Segmentation data
○ ○ ○ ○

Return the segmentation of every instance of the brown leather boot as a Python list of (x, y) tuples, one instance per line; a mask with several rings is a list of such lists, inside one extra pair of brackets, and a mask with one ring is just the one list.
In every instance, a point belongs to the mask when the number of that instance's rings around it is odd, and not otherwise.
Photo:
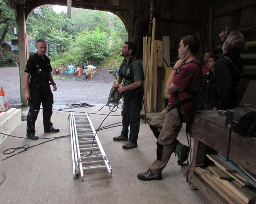
[(129, 149), (132, 148), (134, 148), (138, 147), (137, 142), (132, 142), (129, 141), (128, 143), (122, 147), (125, 149)]
[(128, 136), (124, 136), (121, 135), (117, 137), (114, 137), (113, 138), (113, 139), (115, 141), (121, 141), (122, 140), (127, 141), (129, 140)]

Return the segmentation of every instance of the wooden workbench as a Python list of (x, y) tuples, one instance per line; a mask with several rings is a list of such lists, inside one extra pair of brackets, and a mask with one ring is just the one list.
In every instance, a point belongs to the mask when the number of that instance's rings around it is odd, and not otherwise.
[[(203, 167), (207, 145), (226, 156), (229, 130), (226, 116), (216, 111), (199, 111), (192, 122), (191, 135), (194, 137), (191, 167)], [(256, 175), (256, 138), (244, 137), (232, 132), (229, 159)], [(184, 167), (183, 167), (184, 168)], [(201, 178), (189, 172), (188, 179), (212, 203), (225, 203)]]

○ ○ ○ ○

• **WHAT IS BEING ASKED**
Could you arrange the entries above as a two-column CSV with the header instruction,polygons, one row per entry? Put each entry's text and its answer in their own quoted field, replace line breaks with spaces, and leave the pictures out.

• **ANSWER TO THE PROBLEM**
instruction,polygons
"Return the segmentation of every instance of the brown leather boot as a Python list of (x, y) tuples, one instance per line; a mask with several rings is a list of such lists, inside one extra pair of brackets, and a mask with one ring is just the one list. In every instance, a point belongs to the mask when the number of that instance's rings around it is odd, and not otherwise. Photo:","[(129, 149), (132, 148), (134, 148), (138, 147), (137, 142), (132, 142), (129, 141), (128, 143), (122, 147), (125, 149)] [(128, 136), (124, 136), (121, 135), (117, 137), (114, 137), (113, 138), (113, 139), (115, 141), (121, 141), (122, 140), (127, 141), (129, 140)]"
"Return the segmentation of every instance of the wooden workbench as a Python list of (x, y) tuples, one instance per line; a mask with several rings is a list of such lists, inside one extra pair of brackets, and a mask with one ring is just the one list. In every instance, a point belongs to the mask when the number of that instance's rings around it is odd, and not otherwise.","[[(203, 167), (207, 145), (226, 156), (229, 130), (226, 116), (216, 111), (199, 111), (192, 122), (191, 135), (194, 137), (191, 167)], [(256, 175), (256, 138), (244, 137), (232, 132), (229, 159)], [(184, 167), (183, 167), (184, 168)], [(201, 178), (189, 172), (188, 179), (212, 203), (225, 203)]]"